Apart from the pictures, reproduce the data below exactly as it stands.
BEGIN Record excerpts
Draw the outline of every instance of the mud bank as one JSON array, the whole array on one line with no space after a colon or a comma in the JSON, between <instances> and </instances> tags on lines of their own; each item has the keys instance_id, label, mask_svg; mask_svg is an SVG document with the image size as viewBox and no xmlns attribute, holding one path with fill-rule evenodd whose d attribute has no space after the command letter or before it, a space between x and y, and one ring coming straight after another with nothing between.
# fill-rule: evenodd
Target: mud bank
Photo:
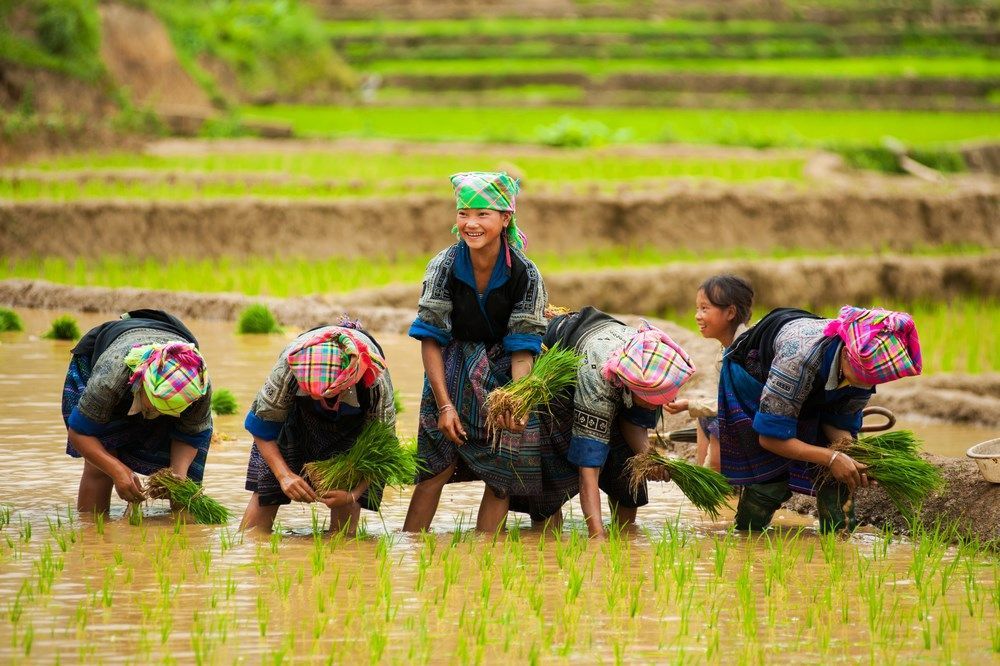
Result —
<instances>
[{"instance_id":1,"label":"mud bank","mask_svg":"<svg viewBox=\"0 0 1000 666\"><path fill-rule=\"evenodd\" d=\"M956 257L823 257L822 259L724 260L652 268L608 269L545 275L549 299L608 312L662 313L688 309L698 285L717 273L748 278L758 313L800 303L810 307L885 300L947 300L1000 297L1000 254ZM347 304L410 307L420 285L356 291Z\"/></svg>"},{"instance_id":2,"label":"mud bank","mask_svg":"<svg viewBox=\"0 0 1000 666\"><path fill-rule=\"evenodd\" d=\"M1000 245L1000 190L880 180L822 190L780 184L678 182L658 194L532 195L519 218L532 251L610 246L663 250L908 250ZM0 203L0 255L385 256L430 254L449 242L447 197L339 201L77 201Z\"/></svg>"},{"instance_id":3,"label":"mud bank","mask_svg":"<svg viewBox=\"0 0 1000 666\"><path fill-rule=\"evenodd\" d=\"M945 487L924 503L920 522L931 529L939 521L942 526L954 525L957 536L1000 549L1000 484L985 481L971 460L930 454L924 454L924 458L941 470ZM889 528L897 534L909 533L909 521L881 488L859 490L854 500L861 524ZM816 501L811 497L797 495L785 508L816 515Z\"/></svg>"},{"instance_id":4,"label":"mud bank","mask_svg":"<svg viewBox=\"0 0 1000 666\"><path fill-rule=\"evenodd\" d=\"M333 302L330 299L255 298L242 294L196 294L190 292L141 289L70 287L43 281L0 281L0 305L15 308L44 308L72 312L102 312L116 315L126 310L154 307L169 310L181 318L235 321L252 303L265 303L286 325L306 328L336 321L347 312L359 317L378 332L406 333L413 321L414 307L392 307L377 303ZM637 315L620 315L637 324ZM674 337L693 357L695 365L711 368L716 344L673 322L650 319ZM685 392L711 395L715 378L711 372L698 373ZM899 416L1000 427L1000 373L982 375L928 375L909 378L881 387L872 400L889 407ZM684 427L686 416L665 419L664 428Z\"/></svg>"}]
</instances>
END Record excerpts
## [Result]
Draw the outline of every instance of the mud bank as one JSON array, the whole array on one line with no space after a colon or a comma in the JSON, between <instances> and </instances> tags on lines of their own; each item has the keys instance_id, label, mask_svg; mask_svg is an SVG document with the image size as viewBox and no xmlns attribute, holding one path with fill-rule evenodd whose d attribute has no space after the command letter or before it, a space between x and y, and one ring coming straight after another with nothing between.
# fill-rule: evenodd
Target: mud bank
Photo:
Result —
<instances>
[{"instance_id":1,"label":"mud bank","mask_svg":"<svg viewBox=\"0 0 1000 666\"><path fill-rule=\"evenodd\" d=\"M956 257L823 257L822 259L724 260L652 268L608 269L545 275L549 299L608 312L662 313L688 309L698 285L717 273L748 278L758 313L800 303L810 307L885 300L947 300L1000 297L1000 254ZM347 304L410 307L420 285L356 291Z\"/></svg>"},{"instance_id":2,"label":"mud bank","mask_svg":"<svg viewBox=\"0 0 1000 666\"><path fill-rule=\"evenodd\" d=\"M1000 245L1000 190L880 180L822 190L780 184L678 182L658 194L532 195L519 218L532 251L610 246L663 250L908 250ZM0 203L0 255L385 256L430 254L449 242L447 197L339 201L77 201Z\"/></svg>"},{"instance_id":3,"label":"mud bank","mask_svg":"<svg viewBox=\"0 0 1000 666\"><path fill-rule=\"evenodd\" d=\"M945 487L924 503L920 522L931 529L939 521L942 526L954 525L957 536L1000 549L1000 484L985 481L971 460L930 454L924 454L924 458L941 470ZM889 528L897 534L909 533L909 521L881 488L859 490L854 500L861 524ZM816 501L811 497L797 495L785 508L816 515Z\"/></svg>"},{"instance_id":4,"label":"mud bank","mask_svg":"<svg viewBox=\"0 0 1000 666\"><path fill-rule=\"evenodd\" d=\"M333 302L330 299L255 298L242 294L196 294L190 292L141 289L70 287L43 281L0 281L0 305L15 308L44 308L72 312L102 312L116 315L126 310L154 307L169 310L181 318L235 321L252 303L265 303L286 325L306 328L336 321L347 312L359 317L378 332L406 333L413 321L414 307L392 307L377 303ZM637 315L620 315L637 324ZM674 337L693 357L695 365L711 368L716 344L673 322L650 319ZM685 392L711 395L715 378L711 372L698 373ZM899 416L1000 427L1000 373L982 375L928 375L909 378L881 387L872 400L889 407ZM684 427L686 416L665 419L664 428Z\"/></svg>"}]
</instances>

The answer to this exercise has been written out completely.